Excerto ▸
_____
Encontra-se o Arguido acusado da prática, em autoria material e na forma consumada, de um crime de actos sexuais com adolescentes, previsto e punido nos termos do artigo 173.º n.º 1 do Código Penal.
Pratica este crime «Quem, sendo maior, praticar ato sexual de relevo com menor entre 14 e 16 anos, ou levar a que ele seja praticado por este com outrem, abusando da sua inexperiência».
No seu recurso, porém, o Ministério Público conclui que os factos praticados correspondem à prática de um crime distinto, menos gravoso, a saber, o crime de Importunação sexual (artigo 170.º do Código Penal), segundo o qual «Quem importunar outra pessoa, praticando perante ela atos de carácter exibicionista, formulando propostas de teor sexual ou constrangendo-a a contacto de natureza sexual, é punido com pena de prisão até 1 ano ou com pena de multa até 120 dias, se pena mais grave lhe não couber por força de outra disposição legal».
_____
Registos guardados ▸
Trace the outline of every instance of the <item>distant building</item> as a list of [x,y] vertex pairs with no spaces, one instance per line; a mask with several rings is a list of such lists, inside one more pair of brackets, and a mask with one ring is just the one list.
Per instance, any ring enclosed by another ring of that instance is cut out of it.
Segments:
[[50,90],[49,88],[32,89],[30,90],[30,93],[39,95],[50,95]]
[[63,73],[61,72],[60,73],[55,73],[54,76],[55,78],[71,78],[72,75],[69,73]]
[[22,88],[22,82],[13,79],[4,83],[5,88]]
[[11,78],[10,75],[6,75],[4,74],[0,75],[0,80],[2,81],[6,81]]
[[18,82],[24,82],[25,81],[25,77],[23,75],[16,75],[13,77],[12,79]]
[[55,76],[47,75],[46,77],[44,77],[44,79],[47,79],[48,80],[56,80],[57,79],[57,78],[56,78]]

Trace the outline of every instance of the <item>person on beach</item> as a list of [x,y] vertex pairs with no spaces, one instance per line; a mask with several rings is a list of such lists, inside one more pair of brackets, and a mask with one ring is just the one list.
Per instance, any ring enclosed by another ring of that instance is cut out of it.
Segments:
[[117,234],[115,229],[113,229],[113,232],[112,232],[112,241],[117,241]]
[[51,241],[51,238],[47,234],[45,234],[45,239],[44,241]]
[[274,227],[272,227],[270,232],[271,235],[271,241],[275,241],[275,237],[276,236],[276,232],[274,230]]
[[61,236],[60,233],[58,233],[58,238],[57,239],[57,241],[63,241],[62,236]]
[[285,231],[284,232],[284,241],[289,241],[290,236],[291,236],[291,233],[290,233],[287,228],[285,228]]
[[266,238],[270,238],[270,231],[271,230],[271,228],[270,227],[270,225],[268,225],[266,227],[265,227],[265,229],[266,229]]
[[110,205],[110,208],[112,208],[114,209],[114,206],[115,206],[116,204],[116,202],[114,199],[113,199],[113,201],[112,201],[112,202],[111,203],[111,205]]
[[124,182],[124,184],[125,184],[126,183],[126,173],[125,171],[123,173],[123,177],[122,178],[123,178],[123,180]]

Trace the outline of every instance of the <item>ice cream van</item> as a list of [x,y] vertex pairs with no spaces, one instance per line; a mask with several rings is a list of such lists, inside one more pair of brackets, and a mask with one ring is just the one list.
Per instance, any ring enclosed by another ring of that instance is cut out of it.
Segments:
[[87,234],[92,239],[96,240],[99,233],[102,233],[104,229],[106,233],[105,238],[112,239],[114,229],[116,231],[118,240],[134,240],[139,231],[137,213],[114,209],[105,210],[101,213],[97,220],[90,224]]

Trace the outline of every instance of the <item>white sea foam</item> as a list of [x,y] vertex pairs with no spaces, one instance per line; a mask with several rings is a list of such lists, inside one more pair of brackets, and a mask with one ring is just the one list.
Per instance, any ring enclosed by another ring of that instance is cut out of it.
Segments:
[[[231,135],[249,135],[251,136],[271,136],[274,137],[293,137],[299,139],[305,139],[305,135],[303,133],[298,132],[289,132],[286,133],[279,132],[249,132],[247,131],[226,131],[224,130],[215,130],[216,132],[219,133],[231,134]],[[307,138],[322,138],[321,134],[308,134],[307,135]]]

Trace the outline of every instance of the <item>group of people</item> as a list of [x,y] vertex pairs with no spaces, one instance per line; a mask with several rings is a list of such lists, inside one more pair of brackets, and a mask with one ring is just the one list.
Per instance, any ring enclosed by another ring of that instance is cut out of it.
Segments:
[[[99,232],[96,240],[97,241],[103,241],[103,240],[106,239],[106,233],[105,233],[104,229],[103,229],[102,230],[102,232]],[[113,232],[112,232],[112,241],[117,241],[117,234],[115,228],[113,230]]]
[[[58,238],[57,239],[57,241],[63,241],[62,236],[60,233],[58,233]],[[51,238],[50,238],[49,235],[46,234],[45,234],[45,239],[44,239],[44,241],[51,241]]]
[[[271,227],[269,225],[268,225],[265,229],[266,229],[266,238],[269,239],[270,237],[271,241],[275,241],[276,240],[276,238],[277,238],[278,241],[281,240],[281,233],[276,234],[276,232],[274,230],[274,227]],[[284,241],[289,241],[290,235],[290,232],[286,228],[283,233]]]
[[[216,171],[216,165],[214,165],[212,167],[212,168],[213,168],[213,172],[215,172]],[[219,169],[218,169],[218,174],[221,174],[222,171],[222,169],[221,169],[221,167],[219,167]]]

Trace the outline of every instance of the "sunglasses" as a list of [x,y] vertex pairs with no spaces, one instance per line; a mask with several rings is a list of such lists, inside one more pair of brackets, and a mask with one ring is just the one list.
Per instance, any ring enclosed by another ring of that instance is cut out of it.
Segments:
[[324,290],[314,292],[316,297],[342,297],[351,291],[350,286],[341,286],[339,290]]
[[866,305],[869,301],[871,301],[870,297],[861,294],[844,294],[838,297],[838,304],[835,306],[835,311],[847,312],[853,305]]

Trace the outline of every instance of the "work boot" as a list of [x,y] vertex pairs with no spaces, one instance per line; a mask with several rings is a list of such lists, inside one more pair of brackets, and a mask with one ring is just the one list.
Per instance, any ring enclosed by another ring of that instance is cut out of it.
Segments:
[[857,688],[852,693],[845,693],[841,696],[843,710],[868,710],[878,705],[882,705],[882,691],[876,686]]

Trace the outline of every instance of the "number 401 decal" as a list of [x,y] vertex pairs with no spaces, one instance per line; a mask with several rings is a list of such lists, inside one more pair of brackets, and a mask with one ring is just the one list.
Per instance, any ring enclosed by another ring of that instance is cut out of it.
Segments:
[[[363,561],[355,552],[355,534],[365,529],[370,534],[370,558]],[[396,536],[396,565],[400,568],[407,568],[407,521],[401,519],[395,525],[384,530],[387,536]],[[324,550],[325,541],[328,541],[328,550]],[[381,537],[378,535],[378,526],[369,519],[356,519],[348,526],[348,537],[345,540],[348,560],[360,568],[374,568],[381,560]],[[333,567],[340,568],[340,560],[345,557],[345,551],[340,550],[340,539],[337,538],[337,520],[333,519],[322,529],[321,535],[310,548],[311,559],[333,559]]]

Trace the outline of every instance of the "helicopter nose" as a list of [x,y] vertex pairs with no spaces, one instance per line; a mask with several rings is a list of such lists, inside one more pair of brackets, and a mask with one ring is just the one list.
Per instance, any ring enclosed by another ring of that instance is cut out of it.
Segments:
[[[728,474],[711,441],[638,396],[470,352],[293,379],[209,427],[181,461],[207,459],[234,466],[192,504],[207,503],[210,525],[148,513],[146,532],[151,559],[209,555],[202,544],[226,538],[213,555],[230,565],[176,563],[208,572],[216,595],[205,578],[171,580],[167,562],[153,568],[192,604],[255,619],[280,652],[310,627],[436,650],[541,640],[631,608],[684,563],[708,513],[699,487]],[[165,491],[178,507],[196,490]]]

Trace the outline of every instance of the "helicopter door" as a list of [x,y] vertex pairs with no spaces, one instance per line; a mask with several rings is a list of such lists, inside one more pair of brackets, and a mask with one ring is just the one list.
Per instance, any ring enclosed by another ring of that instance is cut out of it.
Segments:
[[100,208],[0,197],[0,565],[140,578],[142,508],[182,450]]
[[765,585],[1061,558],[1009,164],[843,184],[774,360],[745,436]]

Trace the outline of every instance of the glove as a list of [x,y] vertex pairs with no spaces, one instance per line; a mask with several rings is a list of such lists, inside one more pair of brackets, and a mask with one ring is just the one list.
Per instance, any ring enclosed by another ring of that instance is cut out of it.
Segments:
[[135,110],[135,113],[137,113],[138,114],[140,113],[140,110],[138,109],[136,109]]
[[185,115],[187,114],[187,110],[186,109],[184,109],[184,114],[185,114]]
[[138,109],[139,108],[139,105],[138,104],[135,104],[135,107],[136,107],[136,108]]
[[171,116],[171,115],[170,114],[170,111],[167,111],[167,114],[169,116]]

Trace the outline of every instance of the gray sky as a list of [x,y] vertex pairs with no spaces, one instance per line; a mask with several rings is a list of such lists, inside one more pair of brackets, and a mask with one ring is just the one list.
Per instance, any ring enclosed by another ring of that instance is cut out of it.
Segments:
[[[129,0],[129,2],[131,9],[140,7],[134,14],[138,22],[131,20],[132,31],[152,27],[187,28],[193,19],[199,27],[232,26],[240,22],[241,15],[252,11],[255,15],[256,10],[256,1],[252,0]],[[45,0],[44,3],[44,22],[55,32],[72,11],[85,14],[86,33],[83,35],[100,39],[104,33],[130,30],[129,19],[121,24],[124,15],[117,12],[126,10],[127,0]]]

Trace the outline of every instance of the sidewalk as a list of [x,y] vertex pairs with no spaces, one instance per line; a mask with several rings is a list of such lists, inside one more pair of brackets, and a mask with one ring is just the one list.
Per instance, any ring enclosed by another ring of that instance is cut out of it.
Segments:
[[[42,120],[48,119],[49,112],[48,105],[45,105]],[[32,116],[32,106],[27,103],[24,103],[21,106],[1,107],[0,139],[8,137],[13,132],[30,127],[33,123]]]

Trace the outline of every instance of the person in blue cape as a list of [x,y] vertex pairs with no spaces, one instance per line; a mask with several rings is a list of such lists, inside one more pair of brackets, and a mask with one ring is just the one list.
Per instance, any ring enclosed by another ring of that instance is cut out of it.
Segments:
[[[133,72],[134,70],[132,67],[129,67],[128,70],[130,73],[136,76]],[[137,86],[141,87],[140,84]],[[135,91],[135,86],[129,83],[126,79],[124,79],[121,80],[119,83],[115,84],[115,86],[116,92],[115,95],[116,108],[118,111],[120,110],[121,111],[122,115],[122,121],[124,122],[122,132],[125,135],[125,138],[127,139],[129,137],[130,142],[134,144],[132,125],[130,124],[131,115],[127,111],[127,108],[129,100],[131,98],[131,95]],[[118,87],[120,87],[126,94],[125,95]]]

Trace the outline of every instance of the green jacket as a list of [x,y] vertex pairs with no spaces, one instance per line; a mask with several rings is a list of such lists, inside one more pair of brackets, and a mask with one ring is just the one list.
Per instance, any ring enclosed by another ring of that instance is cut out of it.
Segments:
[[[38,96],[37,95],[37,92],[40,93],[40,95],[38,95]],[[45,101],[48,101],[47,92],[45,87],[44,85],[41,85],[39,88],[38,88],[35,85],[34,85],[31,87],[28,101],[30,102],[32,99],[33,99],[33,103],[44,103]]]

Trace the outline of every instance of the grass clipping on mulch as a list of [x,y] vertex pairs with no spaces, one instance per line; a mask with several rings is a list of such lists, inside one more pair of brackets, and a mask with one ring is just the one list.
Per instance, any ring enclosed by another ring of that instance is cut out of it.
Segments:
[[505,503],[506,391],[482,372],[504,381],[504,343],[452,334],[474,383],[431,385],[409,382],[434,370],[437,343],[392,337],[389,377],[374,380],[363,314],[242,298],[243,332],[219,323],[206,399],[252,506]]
_____
Descrição do exercício ▸ Segundo o excerto, que artigo do Código Penal prevê o crime de importunação sexual? Responda apenas com base no excerto.

Resposta escrita ▸ O artigo 170.º do Código Penal.